■ **DATA TO PROCESS**:
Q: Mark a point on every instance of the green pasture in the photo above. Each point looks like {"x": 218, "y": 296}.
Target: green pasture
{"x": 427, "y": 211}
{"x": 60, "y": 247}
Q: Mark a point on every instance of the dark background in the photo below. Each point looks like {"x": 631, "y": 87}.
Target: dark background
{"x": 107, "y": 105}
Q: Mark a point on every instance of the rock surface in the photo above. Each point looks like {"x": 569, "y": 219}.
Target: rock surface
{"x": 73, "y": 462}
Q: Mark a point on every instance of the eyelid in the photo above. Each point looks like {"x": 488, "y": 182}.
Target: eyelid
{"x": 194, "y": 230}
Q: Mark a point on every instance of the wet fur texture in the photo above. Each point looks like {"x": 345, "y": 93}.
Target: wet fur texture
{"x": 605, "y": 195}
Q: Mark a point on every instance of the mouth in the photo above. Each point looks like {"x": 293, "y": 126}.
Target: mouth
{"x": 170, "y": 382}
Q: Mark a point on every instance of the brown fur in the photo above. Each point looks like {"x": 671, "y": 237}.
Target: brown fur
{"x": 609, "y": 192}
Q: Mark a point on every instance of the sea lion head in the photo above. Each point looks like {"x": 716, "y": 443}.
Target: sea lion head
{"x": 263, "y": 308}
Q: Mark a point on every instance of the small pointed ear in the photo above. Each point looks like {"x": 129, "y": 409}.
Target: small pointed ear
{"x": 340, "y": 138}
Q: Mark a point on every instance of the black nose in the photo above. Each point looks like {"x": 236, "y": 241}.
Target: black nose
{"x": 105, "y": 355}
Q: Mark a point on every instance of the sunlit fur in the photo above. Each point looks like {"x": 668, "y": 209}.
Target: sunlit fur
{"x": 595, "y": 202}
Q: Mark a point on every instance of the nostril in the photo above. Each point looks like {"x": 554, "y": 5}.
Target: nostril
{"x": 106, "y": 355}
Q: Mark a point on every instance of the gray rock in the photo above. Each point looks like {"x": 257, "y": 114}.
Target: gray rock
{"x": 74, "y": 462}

■ **WHAT YOU NEED TO DO**: Rewrite all of the records above, substituting "occurrence" for "instance" at every occurrence and leaving everything else unchanged.

■ **WORKED ANSWER**:
Q: Mark a point on every occurrence of the green pasture in the photo above. Each point looks like {"x": 218, "y": 296}.
Target: green pasture
{"x": 427, "y": 211}
{"x": 60, "y": 247}
Q: Mark a point on every occurrence of the dark background in the photo below. Each point looks like {"x": 631, "y": 87}.
Target: dark background
{"x": 107, "y": 105}
Q: Mark a point on every occurrence of the rock surface in the photo above. Each point looks like {"x": 569, "y": 219}.
Target: rock surface
{"x": 73, "y": 462}
Q: Mark a point on every occurrence of the eyelid in the photo above. Each point looks like {"x": 488, "y": 182}.
Target: eyelid
{"x": 194, "y": 230}
Q: Mark a point on every occurrence of the wet fur texture in the photo above. Each point looks like {"x": 345, "y": 93}.
Target: wet fur texture
{"x": 605, "y": 195}
Q: Mark a point on every occurrence of the mouth in the photo above. Each point looks like {"x": 293, "y": 126}.
Target: mouth
{"x": 170, "y": 382}
Q: Mark a point on every occurrence of the brown fur in the photo above. Each point looks like {"x": 671, "y": 237}.
Target: brown fur
{"x": 609, "y": 192}
Q: Mark a point on every occurrence of the sea lion head in the photo above. Each point looks like {"x": 716, "y": 443}.
Target: sea lion head
{"x": 263, "y": 308}
Q: Mark a point on every occurrence of the small pointed ear in the photo above. Each point looks like {"x": 129, "y": 409}.
Target: small pointed ear
{"x": 340, "y": 138}
Q: Mark a point on every occurrence of the black nose in the photo above. Each point looks like {"x": 236, "y": 241}.
Target: black nose
{"x": 105, "y": 355}
Q: Mark a point on every occurrence of the sunlit fur in the photo above. Each point looks like {"x": 668, "y": 209}.
Target: sunlit fur
{"x": 595, "y": 202}
Q: Mark a point on every occurrence of the nostril in the photo above. Each point looks like {"x": 554, "y": 5}.
Target: nostril
{"x": 106, "y": 355}
Q: Mark a point on every occurrence of the gray rock in the photo above. Each point looks like {"x": 257, "y": 114}.
Target: gray rock
{"x": 74, "y": 462}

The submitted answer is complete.